# STATED PROBLEM
Return the records below line for line and unchanged, from the first record through the last, but omit the pictures.

_____

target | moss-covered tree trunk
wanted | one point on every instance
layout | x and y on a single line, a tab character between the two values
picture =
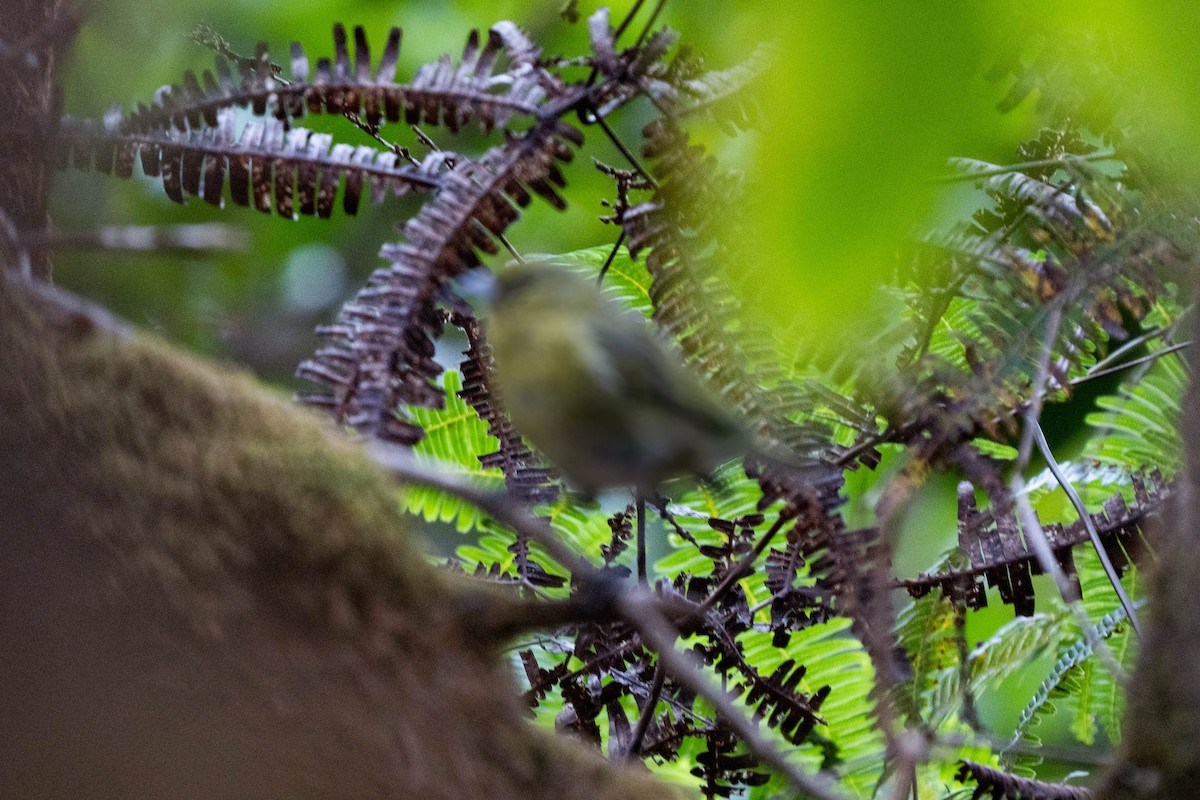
1161	744
204	593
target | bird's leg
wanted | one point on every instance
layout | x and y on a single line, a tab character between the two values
641	536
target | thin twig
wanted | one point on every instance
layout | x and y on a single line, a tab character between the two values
745	566
593	116
66	310
1086	518
1003	169
647	713
139	239
1126	365
637	606
612	256
1035	536
641	539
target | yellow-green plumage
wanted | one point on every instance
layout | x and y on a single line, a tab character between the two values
594	390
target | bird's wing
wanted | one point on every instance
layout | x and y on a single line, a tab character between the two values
649	376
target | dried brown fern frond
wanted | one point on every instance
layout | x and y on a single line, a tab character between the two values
291	170
381	356
996	553
475	89
523	474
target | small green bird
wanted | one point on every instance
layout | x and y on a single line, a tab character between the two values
588	384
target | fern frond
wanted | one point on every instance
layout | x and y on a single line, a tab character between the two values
292	172
382	352
443	92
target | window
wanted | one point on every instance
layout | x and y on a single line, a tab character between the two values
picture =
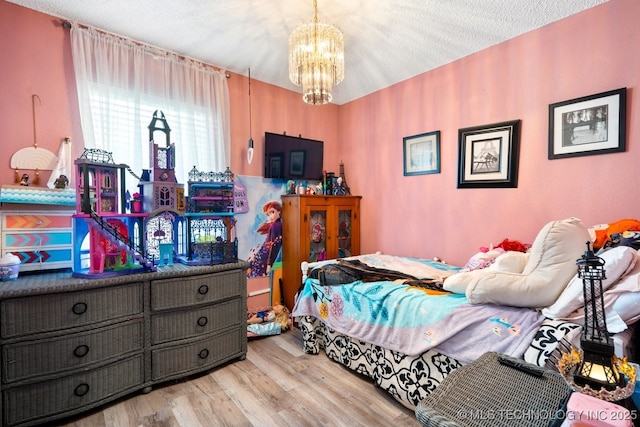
120	86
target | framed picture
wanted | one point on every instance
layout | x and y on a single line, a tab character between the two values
275	164
296	162
589	125
421	153
488	155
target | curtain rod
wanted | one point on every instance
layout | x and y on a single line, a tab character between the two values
68	25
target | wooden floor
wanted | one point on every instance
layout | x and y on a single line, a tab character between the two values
277	385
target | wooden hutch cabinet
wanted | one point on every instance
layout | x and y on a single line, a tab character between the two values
315	228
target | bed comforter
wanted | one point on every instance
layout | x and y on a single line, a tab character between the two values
412	319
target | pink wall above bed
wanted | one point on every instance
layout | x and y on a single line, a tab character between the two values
426	216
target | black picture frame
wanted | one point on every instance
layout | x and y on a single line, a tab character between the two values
421	153
488	155
296	162
594	124
275	165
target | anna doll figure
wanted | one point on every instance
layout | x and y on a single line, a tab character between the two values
263	257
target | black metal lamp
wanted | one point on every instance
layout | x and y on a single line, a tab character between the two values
597	369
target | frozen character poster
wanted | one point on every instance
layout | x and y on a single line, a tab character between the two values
259	230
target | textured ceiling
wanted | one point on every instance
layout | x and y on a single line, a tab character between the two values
386	41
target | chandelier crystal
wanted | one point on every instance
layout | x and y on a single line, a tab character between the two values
316	59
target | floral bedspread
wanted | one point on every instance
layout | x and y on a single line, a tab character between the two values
412	320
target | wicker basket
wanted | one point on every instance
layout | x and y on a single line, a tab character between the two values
489	393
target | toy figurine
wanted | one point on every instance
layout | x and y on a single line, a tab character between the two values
61	182
277	314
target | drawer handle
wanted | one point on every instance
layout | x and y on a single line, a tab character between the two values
81	350
79	308
81	390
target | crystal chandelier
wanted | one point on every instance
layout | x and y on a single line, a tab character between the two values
316	59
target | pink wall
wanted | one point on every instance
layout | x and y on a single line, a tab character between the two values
425	215
35	54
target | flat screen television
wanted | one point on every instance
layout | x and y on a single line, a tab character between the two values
292	157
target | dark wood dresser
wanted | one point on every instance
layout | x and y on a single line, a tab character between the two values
71	344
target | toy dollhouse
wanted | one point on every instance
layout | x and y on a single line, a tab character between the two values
113	237
116	242
210	219
162	196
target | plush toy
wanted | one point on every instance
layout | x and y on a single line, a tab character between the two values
269	322
601	233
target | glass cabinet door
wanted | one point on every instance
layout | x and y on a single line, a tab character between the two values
317	235
344	233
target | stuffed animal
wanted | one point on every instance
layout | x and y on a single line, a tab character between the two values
601	233
277	315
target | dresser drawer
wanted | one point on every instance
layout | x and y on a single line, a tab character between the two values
186	291
44	357
175	325
44	313
176	361
29	403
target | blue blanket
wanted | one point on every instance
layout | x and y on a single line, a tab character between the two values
412	320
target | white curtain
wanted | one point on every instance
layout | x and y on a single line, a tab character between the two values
121	83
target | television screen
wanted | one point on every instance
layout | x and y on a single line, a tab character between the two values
292	157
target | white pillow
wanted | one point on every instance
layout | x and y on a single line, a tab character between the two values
618	261
627	306
551	264
511	262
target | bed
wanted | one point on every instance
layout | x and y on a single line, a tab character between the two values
395	320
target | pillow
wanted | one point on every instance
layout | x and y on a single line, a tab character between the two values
627	306
617	262
512	262
482	259
551	264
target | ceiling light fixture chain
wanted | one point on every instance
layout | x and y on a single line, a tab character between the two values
316	59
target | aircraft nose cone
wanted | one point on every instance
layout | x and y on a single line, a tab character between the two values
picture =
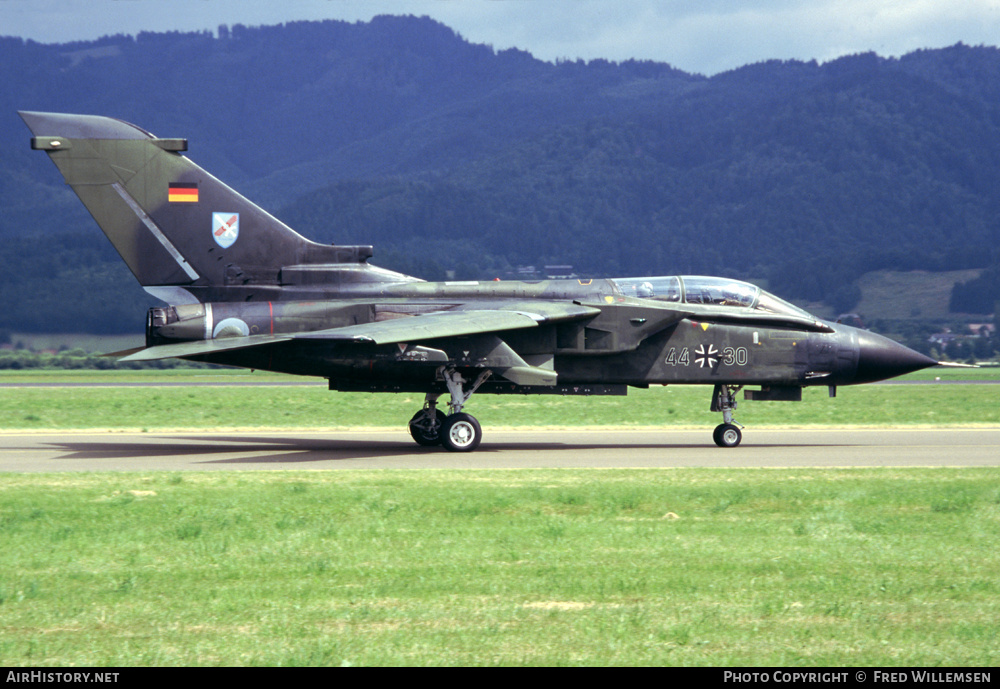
880	358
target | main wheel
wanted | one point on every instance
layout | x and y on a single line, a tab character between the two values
461	433
423	431
727	435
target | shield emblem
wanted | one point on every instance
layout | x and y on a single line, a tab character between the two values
225	228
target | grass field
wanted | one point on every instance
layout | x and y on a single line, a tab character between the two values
550	567
736	567
314	407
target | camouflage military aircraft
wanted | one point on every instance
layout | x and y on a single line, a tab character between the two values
246	290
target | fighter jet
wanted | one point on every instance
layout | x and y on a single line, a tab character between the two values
243	289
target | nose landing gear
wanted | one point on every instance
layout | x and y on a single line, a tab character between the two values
726	434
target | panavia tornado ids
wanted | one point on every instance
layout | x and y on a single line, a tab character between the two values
245	290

_____

# RESULT
target | moss-covered tree trunk
wanted | one point on every instance
layout | x and y on a single line, a tab character between the two values
picture =
1161	744
204	593
target | bird's leg
wanted | one point on every instance
layout | x and y on a single line, a tab character between the two values
641	536
target | thin twig
wanted | one point on every instance
layout | x and y on a single line, a tab character between the two values
745	566
593	116
66	310
1086	518
1003	169
647	713
139	239
1126	365
637	606
612	256
1035	536
641	539
target | yellow-green plumage
wanted | one point on every instance
layout | x and y on a single line, a tab character between the two values
594	390
target | bird's wing
wanted | one point on every instance
layout | x and y on a single line, a tab character between the two values
649	376
target | dried brown fern frond
wanted | one point on every instance
layout | x and y on a single line, a tab character between the two values
291	170
381	356
996	553
475	89
523	474
target | small green bird
wanted | one point on every instance
layout | x and y on a single line, a tab character between the two values
588	384
target | fern frond
wanted | one point on every instance
layout | x and y on a single line, a tab character between the two values
292	172
382	352
443	92
target | window
wanted | one point on every instance
layout | x and y on a single line, a tab character between the two values
picture =
120	86
target | framed picture
wanted | one point on every instance
layout | x and y on a single line, a tab character between the two values
275	164
296	162
589	125
421	153
488	155
target | curtain rod
wanted | one point on every instance
layout | x and y on a single line, a tab character between the two values
68	25
target | wooden floor
wanted | one point on every instance
layout | x and y on a single line, a tab character between the two values
277	385
target | wooden hutch cabinet
wanted | one point on every instance
layout | x and y on a single line, a tab character between the two values
315	228
target | bed comforter
wanted | one point on every instance
layout | x and y on a single line, a tab character between the two values
412	319
target | pink wall above bed
wanted | one point on every instance
layout | x and y on a single line, a tab character between the two values
426	216
target | black picture frame
wanted | one point on every instance
layout | x and y on a single line, a tab character between the two values
421	153
488	155
296	162
594	124
275	165
target | anna doll figure
wanted | one point on every instance
layout | x and y on a single line, a tab character between the two values
263	257
target | black metal lamp
wanted | one point on every instance
layout | x and y on a single line, a tab character between the two values
597	369
target | frozen character poster
wanted | one point on every instance
layout | x and y on a single line, a tab character between the two values
259	230
target | textured ceiling
wanted | one point on every instance
layout | x and y on a single line, a tab character between the two values
386	41
target | chandelier crystal
wanted | one point on every instance
layout | x and y on a single line, a tab character between the two values
316	59
target | floral bedspread
wanted | one point on every instance
layout | x and y on a single line, a tab character between the two values
412	320
target | wicker basket
wanted | one point on every instance
layout | x and y on a single line, a tab character between the two values
489	393
target | toy figurine
wanted | one point on every instance
layout | x and y on a single line, a tab character between the two values
61	182
277	314
target | drawer handle
wanted | one point on every instance
layout | x and y on a single line, a tab character between the two values
81	350
79	308
81	390
target | crystal chandelier
wanted | one point on every instance
layout | x and y on a single line, a tab character between the two values
316	59
target | pink wall
wanted | one point on every instance
layout | x and y on a single line, a tab character between the two values
425	215
35	54
target | flat screen television
wanted | one point on every instance
layout | x and y on a single line, a tab character between the two values
292	157
target | dark wood dresser
wanted | one point on every instance
layout | x and y on a single line, a tab character between the two values
71	344
target | toy dollhouse
wanted | one point on every instance
layout | x and y on a single line, a tab character between the two values
113	237
116	242
210	219
162	196
target | plush toy
wanted | one point on every instance
layout | x and y on a single line, a tab character between the two values
269	322
601	233
target | glass cabinet door
wanted | one point on every instance
layout | x and y on a single line, a tab character between the two values
317	235
344	233
target | stuffed animal
wanted | one point on every instance
layout | x and y on a single line, a tab character between the two values
601	233
277	315
target | dresser drawer
wanted | one point on every instance
layout | x and y on a single line, a tab character between the two values
186	291
44	357
175	325
44	313
176	361
29	403
target | blue blanket
wanted | one point on every instance
layout | x and y on a single line, a tab character between the two values
412	320
target | white curtain
wanted | one point on every instance
layout | x and y on a single line, a tab character between the two values
121	83
target | television screen
wanted | one point on every instance
layout | x and y on a single line, a tab character between the two values
292	157
target | white pillow
wanted | one point on every instance
layout | x and y on a single line, a tab character between the two values
618	261
627	306
551	264
511	262
target | bed
wanted | one point on every instance
layout | x and y on a single line, a tab character between the two values
395	320
target | pillow
wanted | one point on every instance
layout | x and y on a single line, a tab character between the two values
627	306
617	262
512	262
482	259
551	264
target | ceiling light fixture chain
wanted | one point on every instance
layout | x and y on a single line, a tab character between the two values
316	59
target | aircraft nose cone
wanted | one point on every instance
layout | x and y on a single line, a tab character between the two values
picture =
880	358
target | main wheel
wanted | one point on every instance
layout | x and y on a single line, a tab character between the two values
461	433
423	431
727	435
target | shield emblem
wanted | one point on every instance
layout | x and y on a single line, a tab character between the two values
225	228
target | grass field
wanted | one point on every instance
layout | x and y on a single line, a tab character between the two values
550	567
736	567
314	407
target | camouflage military aircraft
wanted | one point on every instance
layout | x and y on a single line, a tab character between the two values
246	290
target | fighter jet
wanted | one point on every instance
layout | x and y on a single line, a tab character between the two values
243	289
target | nose landing gear
wanted | one point on every instance
layout | x and y on a single line, a tab character between the two values
726	434
target | panavia tornado ids
wanted | one point on every instance
layout | x and y on a single line, a tab character between the two values
245	290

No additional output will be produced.